Passage shown ->
Ignoring $t$, which might seem irrelevant after some of the comments, one can plot $\theta = \theta(x)$ for $(x,\theta)\in S^1\times S^1$ with ParametricPlot3D. One issue is that some aspects of plotting functions do not automatically deal very well with discontinuities, such as MeshFunctions. To make x periodic over $[\pi, \pi]$, one might use Mod[#, 2 Pi, -Pi] &, but it creates discontinuities that cause spurious mesh lines along the discontinuities. Instead, consider the homeomorphism $S^1 \cong{\Bbb R}/(2\pi{\Bbb Z})$. If $x,\theta \in S^1$, then we can use the subgroup $2\pi{\Bbb Z}$ for the Mesh specification. However, a Mesh specification must be finite, so we need to know the bounds on $f(x)$ or otherwise specify a sufficiently broad range for Mesh.

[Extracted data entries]
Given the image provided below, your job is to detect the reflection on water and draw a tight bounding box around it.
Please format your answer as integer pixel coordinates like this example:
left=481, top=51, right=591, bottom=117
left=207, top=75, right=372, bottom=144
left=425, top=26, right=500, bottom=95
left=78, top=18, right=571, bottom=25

Objectives ->
1. Answer these questions using the passage on plotting with ParametricPlot3D:
(a) Which function does the passage use to plot $\theta = \theta(x)$?
(b) What does using Mod[#, 2 Pi, -Pi] & create that leads to spurious mesh lines?
(c) According to the passage, what must be true of a Mesh specification?
2. In the passage on plotting with ParametricPlot3D, rewrite the stretch from "Ignoring $t$, which" through "range for Mesh.", putting "jumps" wherever "discontinuities" appears.

Task solutions ->
1.
(a) ParametricPlot3D
(b) Discontinuities
(c) It must be finite.

2.
Ignoring $t$, which might seem irrelevant after some of the comments, one can plot $\theta = \theta(x)$ for $(x,\theta)\in S^1\times S^1$ with ParametricPlot3D. One issue is that some aspects of plotting functions do not automatically deal very well with jumps, such as MeshFunctions. To make x periodic over $[\pi, \pi]$, one might use Mod[#, 2 Pi, -Pi] &, but it creates jumps that cause spurious mesh lines along the jumps. Instead, consider the homeomorphism $S^1 \cong{\Bbb R}/(2\pi{\Bbb Z})$. If $x,\theta \in S^1$, then we can use the subgroup $2\pi{\Bbb Z}$ for the Mesh specification. However, a Mesh specification must be finite, so we need to know the bounds on $f(x)$ or otherwise specify a sufficiently broad range for Mesh.